# Distributed Systems

## Lecture 1 Introduction
Distributed Systems: a group of cooperating computers communicating with each other over network to get some tasks done.

### Use cases
- storage for big website
- big data computation （e.g. MapReduce）

### Why distributed systems?
- parallelism
- fault tolerance
- physical reasons 
- security

### Challenges
- concurrency
- partial failure
- performance

### Infrasctructure
The goal is to build distributed applications that act as single systems and abstract away the distributedness.

#### Types
- storage
- communication
- computation

### Topics
- implementation 
  - RPC, threads, concurrency
- performance
  - scalability
    - full scalability: 2 times the computers / resources gets 2 times the throughput
    - rare to get full scalability due to system bottlenecks
  - fault tolerance
    - large-scale applications contain many components prone to failure -> 
    - the ability to perceive and mask a failure is required
    - what it means to be fault tolerant?

## MATERIAL SUPPLIED

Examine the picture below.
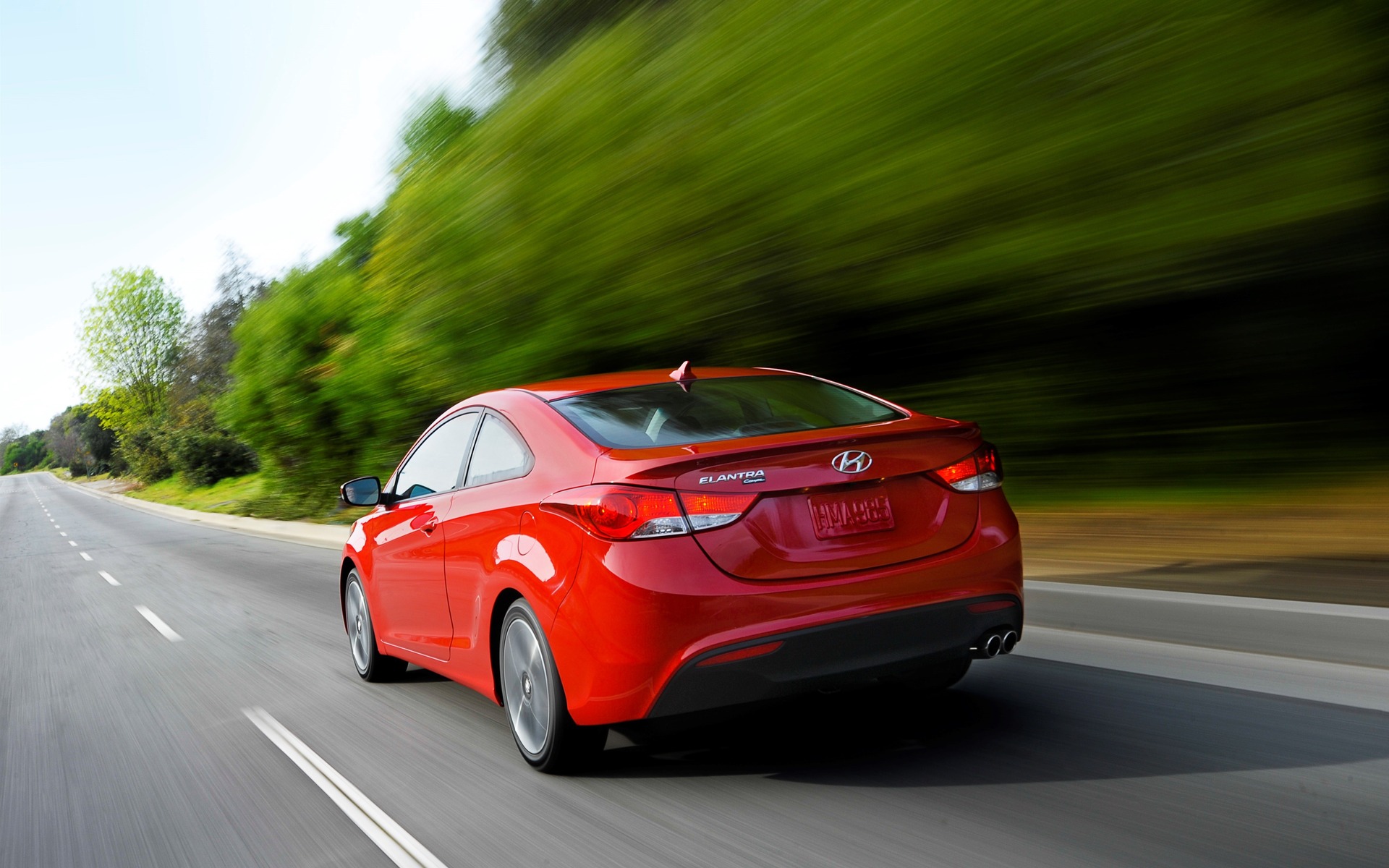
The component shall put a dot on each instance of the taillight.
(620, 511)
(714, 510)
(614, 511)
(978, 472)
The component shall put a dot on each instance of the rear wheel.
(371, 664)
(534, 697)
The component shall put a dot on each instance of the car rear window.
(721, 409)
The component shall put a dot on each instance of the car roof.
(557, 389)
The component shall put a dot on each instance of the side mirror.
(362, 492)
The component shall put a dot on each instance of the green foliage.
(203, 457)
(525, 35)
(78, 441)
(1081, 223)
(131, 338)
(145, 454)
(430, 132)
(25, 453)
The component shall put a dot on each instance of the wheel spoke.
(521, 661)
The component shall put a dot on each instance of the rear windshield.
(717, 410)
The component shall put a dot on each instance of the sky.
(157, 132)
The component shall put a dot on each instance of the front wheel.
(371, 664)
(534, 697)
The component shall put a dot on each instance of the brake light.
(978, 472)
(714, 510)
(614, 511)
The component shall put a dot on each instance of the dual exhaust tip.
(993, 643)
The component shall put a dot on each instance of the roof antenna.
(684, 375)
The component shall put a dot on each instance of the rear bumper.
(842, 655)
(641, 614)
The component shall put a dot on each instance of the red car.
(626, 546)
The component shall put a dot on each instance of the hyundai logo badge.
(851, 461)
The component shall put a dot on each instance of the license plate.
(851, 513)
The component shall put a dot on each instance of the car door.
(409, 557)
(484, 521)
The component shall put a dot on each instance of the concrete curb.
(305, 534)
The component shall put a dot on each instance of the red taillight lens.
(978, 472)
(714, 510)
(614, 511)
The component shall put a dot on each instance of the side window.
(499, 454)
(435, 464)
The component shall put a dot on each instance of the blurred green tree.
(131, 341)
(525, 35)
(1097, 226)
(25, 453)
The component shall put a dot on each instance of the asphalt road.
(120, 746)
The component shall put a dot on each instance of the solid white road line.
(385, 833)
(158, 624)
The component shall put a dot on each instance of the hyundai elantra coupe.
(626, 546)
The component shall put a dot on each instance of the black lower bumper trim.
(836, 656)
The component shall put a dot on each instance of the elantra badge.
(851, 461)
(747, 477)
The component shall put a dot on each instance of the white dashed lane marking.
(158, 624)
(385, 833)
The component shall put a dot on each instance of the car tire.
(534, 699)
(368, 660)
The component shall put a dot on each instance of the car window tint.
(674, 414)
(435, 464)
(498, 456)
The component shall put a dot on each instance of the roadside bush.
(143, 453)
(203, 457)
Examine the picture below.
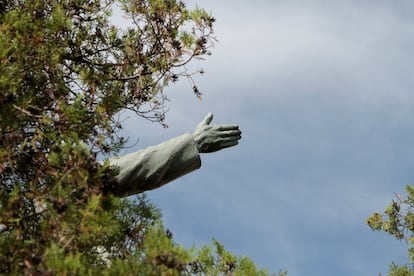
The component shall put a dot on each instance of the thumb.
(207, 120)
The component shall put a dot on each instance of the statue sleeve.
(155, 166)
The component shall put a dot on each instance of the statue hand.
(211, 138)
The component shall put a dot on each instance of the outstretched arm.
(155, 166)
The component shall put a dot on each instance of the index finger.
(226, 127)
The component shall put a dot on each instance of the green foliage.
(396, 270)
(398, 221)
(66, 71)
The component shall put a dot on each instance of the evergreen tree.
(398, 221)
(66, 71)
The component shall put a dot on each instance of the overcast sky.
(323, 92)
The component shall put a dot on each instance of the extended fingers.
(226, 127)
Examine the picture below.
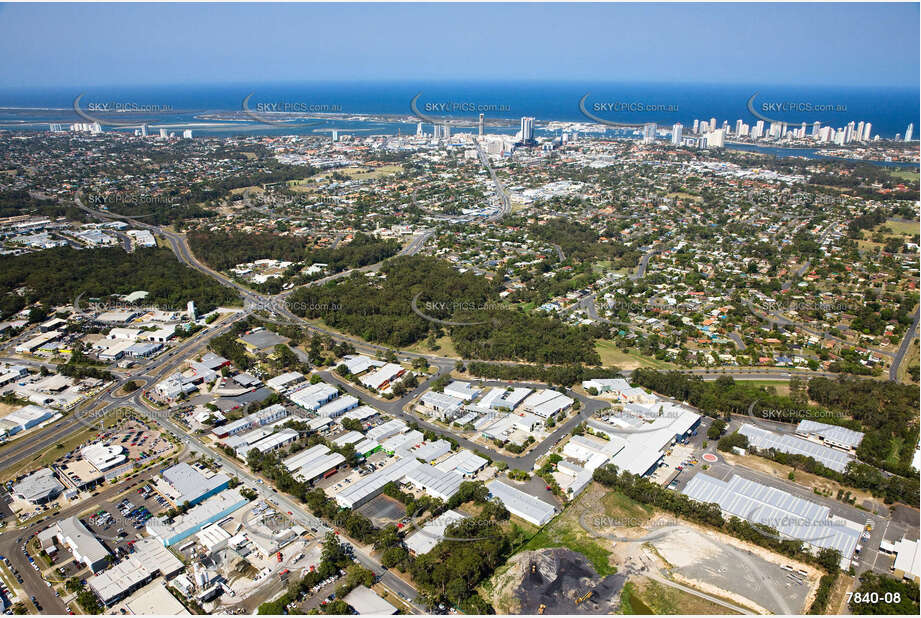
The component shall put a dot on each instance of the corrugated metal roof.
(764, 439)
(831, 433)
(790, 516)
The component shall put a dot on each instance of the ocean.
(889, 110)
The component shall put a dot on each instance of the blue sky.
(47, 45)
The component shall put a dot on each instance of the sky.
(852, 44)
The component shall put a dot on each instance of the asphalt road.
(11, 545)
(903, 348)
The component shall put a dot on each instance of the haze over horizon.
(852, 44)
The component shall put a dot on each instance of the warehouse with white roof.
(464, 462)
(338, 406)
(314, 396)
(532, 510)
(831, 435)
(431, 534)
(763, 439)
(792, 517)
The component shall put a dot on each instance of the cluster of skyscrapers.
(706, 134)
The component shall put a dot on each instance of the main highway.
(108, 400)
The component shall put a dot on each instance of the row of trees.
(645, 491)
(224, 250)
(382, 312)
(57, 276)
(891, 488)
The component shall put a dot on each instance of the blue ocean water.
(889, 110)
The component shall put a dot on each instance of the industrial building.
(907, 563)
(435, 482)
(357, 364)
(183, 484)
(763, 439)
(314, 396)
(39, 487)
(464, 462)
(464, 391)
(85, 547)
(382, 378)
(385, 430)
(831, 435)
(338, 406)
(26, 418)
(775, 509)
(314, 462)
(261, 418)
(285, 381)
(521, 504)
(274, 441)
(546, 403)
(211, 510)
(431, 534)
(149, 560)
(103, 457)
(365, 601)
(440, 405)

## GOAL
Print the distributed systems lecture notes in full, with every line as it appears.

## RESPONSE
# Distributed Systems

## Lecture 1 Introduction
Distributed Systems: a group of cooperating computers communicating with each other over network to get some tasks done.

### Use cases
- storage for big website
- big data computation （e.g. MapReduce）

### Why distributed systems?
- parallelism
- fault tolerance
- physical reasons 
- security

### Challenges
- concurrency
- partial failure
- performance

### Infrasctructure
The goal is to build distributed applications that act as single systems and abstract away the distributedness.

#### Types
- storage
- communication
- computation

### Topics
- implementation 
  - RPC, threads, concurrency
- performance
  - scalability
    - full scalability: 2 times the computers / resources gets 2 times the throughput
    - rare to get full scalability due to system bottlenecks
  - fault tolerance
    - large-scale applications contain many components prone to failure -> 
    - the ability to perceive and mask a failure is required
    - what it means to be fault tolerant?